**Passage shown:**
┌──
SAN ANTONIO, Texas (Reuters) - Accused Fort Hood gunman Major Nidal Hasan is expected to tell a military judge on Tuesday how he plans to argue he was protecting the Taliban when he opened fire on dozens of people at the facility in 2009.
The Army psychiatrist could face the death penalty if convicted of premeditated murder on charges he killed 13 people and wounded 32 in the worst shooting rampage on a U.S. military post.
Hasan, 42, told the presiding judge in the case, Colonel Tara Osborn, last week that he was defending the Islamic Emirate of Afghanistan, the Taliban and its leader Mullah Omar when he fired on soldiers in a readiness facility, many of whom were getting ready to deploy to Iraq.
At the time of the shooting, Fort Hood was a major deployment point for the conflicts in Iraq and Afghanistan.
└──
**Data supplied:**
┌──
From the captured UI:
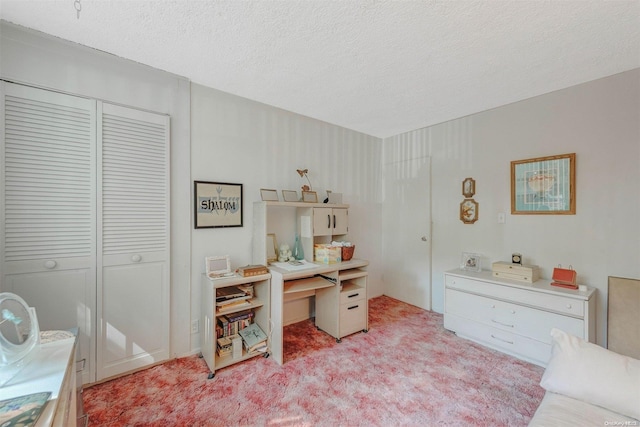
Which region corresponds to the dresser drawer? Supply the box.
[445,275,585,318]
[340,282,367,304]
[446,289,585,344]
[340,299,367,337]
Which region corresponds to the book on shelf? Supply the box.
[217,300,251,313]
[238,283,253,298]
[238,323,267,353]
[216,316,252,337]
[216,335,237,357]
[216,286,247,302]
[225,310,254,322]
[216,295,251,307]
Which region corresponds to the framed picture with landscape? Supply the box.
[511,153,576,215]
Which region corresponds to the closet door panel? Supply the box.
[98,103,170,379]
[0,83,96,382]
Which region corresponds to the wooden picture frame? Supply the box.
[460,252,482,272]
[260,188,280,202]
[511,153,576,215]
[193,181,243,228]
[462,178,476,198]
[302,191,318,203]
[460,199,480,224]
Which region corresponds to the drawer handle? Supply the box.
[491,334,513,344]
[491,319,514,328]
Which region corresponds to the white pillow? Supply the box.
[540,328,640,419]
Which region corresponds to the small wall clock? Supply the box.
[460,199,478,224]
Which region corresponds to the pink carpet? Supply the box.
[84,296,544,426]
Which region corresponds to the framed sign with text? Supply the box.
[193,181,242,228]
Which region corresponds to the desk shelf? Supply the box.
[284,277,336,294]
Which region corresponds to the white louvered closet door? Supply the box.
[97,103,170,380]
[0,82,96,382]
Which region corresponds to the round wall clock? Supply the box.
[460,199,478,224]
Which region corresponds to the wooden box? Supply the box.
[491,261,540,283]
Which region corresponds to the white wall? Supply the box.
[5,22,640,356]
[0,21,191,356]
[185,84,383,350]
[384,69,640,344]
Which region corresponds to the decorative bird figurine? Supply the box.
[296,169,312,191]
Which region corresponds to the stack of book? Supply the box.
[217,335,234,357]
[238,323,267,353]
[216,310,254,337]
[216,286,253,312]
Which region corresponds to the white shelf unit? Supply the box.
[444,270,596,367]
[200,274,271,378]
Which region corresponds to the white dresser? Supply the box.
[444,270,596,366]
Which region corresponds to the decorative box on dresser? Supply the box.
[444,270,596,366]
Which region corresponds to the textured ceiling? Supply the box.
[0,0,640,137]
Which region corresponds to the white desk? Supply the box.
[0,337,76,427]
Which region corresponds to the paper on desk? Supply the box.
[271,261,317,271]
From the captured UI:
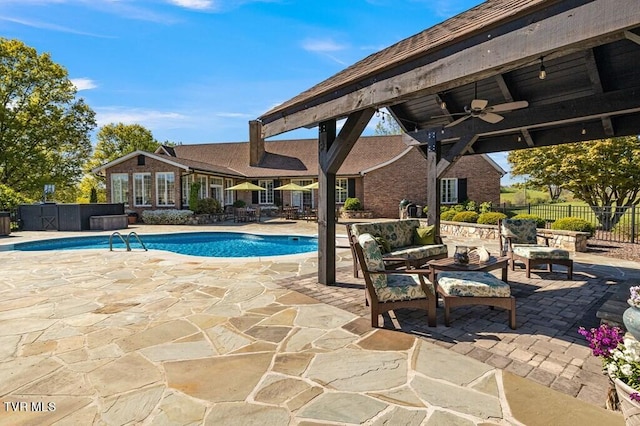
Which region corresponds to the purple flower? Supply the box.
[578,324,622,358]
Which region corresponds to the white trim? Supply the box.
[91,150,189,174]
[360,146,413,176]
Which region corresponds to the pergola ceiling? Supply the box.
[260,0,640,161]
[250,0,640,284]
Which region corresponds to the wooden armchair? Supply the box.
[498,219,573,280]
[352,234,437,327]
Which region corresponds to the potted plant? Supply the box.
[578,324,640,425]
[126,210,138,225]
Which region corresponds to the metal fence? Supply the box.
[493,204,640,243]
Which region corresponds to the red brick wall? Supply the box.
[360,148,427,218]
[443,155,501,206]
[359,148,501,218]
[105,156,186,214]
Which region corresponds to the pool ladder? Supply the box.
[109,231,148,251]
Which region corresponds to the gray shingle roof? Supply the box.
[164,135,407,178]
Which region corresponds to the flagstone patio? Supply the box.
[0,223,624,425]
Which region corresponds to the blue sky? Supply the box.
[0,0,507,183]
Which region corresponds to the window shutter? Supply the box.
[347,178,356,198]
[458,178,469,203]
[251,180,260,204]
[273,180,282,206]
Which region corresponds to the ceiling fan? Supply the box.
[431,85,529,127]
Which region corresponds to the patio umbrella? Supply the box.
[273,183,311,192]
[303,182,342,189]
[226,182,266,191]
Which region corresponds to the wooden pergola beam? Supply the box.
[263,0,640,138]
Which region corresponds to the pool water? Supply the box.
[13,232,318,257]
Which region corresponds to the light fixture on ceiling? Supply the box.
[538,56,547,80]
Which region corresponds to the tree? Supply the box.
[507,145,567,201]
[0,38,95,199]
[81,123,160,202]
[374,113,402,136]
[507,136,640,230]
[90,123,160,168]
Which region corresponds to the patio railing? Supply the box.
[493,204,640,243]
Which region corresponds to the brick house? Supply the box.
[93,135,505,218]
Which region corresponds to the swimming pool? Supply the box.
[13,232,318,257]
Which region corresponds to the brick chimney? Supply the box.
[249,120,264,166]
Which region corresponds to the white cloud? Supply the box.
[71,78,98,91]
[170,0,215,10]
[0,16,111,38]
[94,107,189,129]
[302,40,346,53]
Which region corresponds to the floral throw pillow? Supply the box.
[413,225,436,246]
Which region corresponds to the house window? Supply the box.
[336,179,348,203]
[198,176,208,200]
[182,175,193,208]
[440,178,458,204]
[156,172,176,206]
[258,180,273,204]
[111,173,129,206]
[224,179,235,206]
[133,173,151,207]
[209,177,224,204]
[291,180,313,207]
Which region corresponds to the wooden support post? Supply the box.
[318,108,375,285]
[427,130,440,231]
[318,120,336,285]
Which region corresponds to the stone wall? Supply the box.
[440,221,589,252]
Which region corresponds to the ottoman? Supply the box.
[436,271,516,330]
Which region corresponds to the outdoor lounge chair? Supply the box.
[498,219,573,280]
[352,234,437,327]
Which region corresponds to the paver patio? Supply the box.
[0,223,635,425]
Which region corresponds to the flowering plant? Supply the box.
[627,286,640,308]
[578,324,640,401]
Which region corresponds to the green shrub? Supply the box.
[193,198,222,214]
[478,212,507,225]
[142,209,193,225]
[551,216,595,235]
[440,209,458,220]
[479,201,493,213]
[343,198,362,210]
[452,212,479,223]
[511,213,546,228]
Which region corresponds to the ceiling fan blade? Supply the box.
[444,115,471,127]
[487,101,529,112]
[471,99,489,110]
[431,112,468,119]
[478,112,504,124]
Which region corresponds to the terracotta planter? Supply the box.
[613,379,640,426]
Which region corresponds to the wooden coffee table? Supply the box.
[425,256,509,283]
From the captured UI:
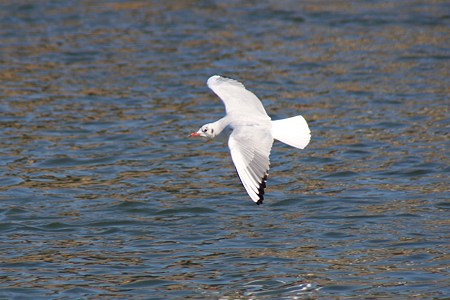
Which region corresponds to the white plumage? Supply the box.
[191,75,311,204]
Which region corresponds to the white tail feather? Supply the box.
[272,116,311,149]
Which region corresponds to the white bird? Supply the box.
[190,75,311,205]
└──
**Directions:**
(a) Which parties did Hasan tell the judge he was defending when he fired, according to the Fort Hood shooting report?
(b) According to the Fort Hood shooting report, what could cause Hasan to face the death penalty?
(c) Can you pick up the Fort Hood shooting report after its last sentence and carry it on?

**Answers in order:**
(a)
- The Islamic Emirate of Afghanistan
- The Taliban
- Its leader, Mullah Omar

(b) He could face the death penalty if convicted of premeditated murder on charges that he killed 13 people and wounded 32. The report calls it the worst shooting rampage on a U.S. military post.

(c)
Hasan had been preparing to leave for Afghanistan with a unit assigned to help soldiers deal with mental issues when authorities said he opened fire on a medical station where soldiers go for exams and vaccines.
The accused shooter has not explained how his actions might be construed as protection of the Taliban.
Osborn may issue a ruling on whether Hasan, who will represent himself at his court-martial, can use the “defense of others” argument. She also could rule on his request for a three-month delay in the trial, now set to begin on July 1.
A Fort Hood spokesman said it was “entirely up to the judge” whether she will issue rulings or simply hear testimony on Tuesday.
The hearing was rescheduled from last week, when Osborn said both sides were late getting court filings to her and it was “obvious” they needed more time to prepare.
She released the prospective jurors until further notice, delaying jury selection until after the hearing.
Sergeant Alonzo Lunsford, who was shot five times during the attack and lost sight in his right eye, expressed frustration at the repeated delays in the case.
“Throughout this whole process, he’s been treated like he is the victim, and we have been treated as if we really don’t matter,” Lunsford told Reuters.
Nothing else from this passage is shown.